What you need to do
Count the lines of the listing below that contain the string "body", treating uppercase and lowercase as different, and give only that number.

Saved entries:
+ + + +

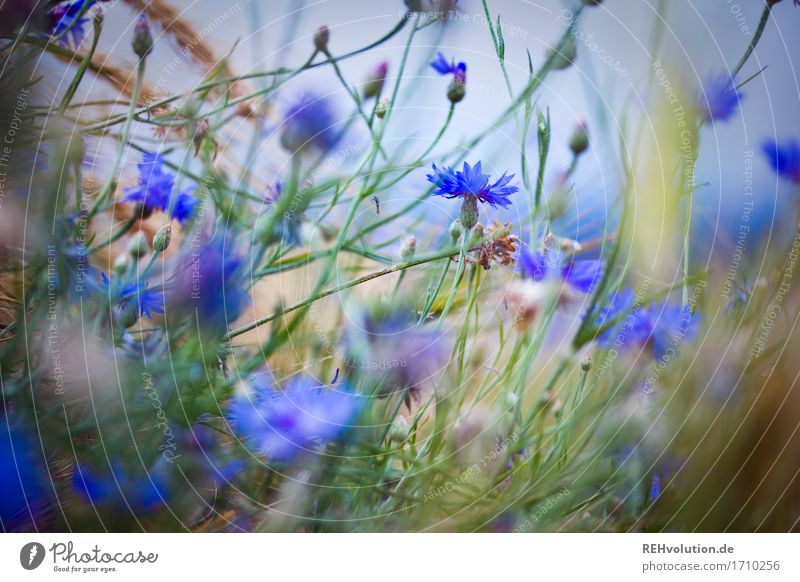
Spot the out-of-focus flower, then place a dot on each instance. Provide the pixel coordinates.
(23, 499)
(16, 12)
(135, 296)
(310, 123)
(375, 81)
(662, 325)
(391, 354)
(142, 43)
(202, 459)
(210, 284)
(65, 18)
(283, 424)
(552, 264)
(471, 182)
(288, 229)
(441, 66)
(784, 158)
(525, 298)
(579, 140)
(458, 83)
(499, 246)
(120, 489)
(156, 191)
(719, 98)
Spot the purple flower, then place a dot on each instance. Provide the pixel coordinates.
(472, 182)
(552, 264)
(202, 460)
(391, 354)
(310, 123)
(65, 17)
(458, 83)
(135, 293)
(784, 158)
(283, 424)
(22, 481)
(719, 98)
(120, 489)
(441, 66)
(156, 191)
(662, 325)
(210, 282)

+ + + +

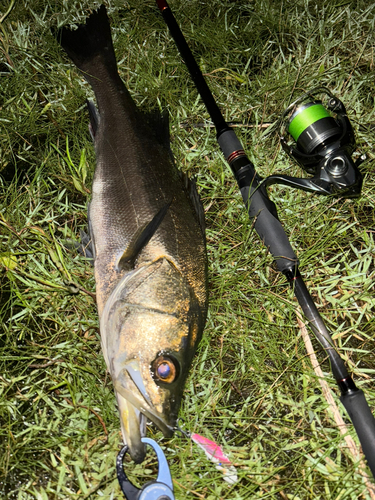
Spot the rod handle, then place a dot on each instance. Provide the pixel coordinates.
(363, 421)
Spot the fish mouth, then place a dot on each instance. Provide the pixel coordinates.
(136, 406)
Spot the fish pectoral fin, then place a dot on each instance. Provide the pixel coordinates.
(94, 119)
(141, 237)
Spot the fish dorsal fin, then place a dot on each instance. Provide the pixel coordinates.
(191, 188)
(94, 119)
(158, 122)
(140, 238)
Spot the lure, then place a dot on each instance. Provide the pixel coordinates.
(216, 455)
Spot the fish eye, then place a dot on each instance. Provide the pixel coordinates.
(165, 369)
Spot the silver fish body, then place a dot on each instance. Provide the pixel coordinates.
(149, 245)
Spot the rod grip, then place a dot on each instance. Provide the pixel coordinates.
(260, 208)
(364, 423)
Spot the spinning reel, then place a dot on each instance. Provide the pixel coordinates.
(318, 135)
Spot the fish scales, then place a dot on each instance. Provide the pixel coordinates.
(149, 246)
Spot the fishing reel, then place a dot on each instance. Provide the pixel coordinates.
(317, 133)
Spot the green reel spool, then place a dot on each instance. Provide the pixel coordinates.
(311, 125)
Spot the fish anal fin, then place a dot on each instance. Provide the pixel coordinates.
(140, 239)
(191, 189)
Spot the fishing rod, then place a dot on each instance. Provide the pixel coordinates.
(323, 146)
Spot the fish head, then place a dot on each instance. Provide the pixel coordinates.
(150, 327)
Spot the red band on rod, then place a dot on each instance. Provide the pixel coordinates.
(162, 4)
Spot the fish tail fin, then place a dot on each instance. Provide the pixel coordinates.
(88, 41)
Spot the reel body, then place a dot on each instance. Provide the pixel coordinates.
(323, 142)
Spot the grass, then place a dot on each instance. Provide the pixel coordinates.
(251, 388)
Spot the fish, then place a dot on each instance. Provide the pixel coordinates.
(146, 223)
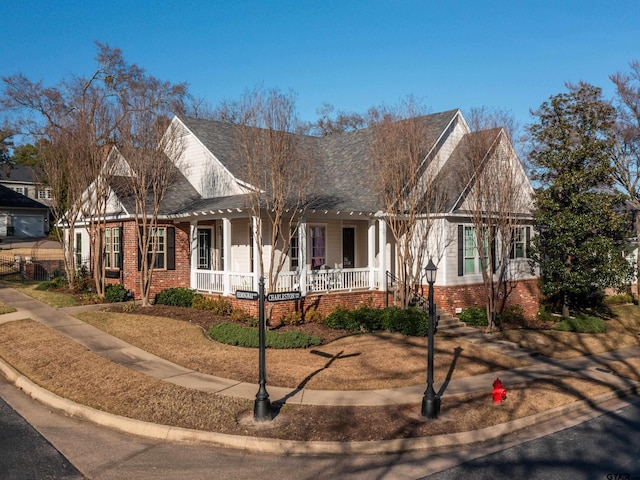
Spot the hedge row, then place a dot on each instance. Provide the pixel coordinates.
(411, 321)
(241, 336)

+ + + +

Task response
2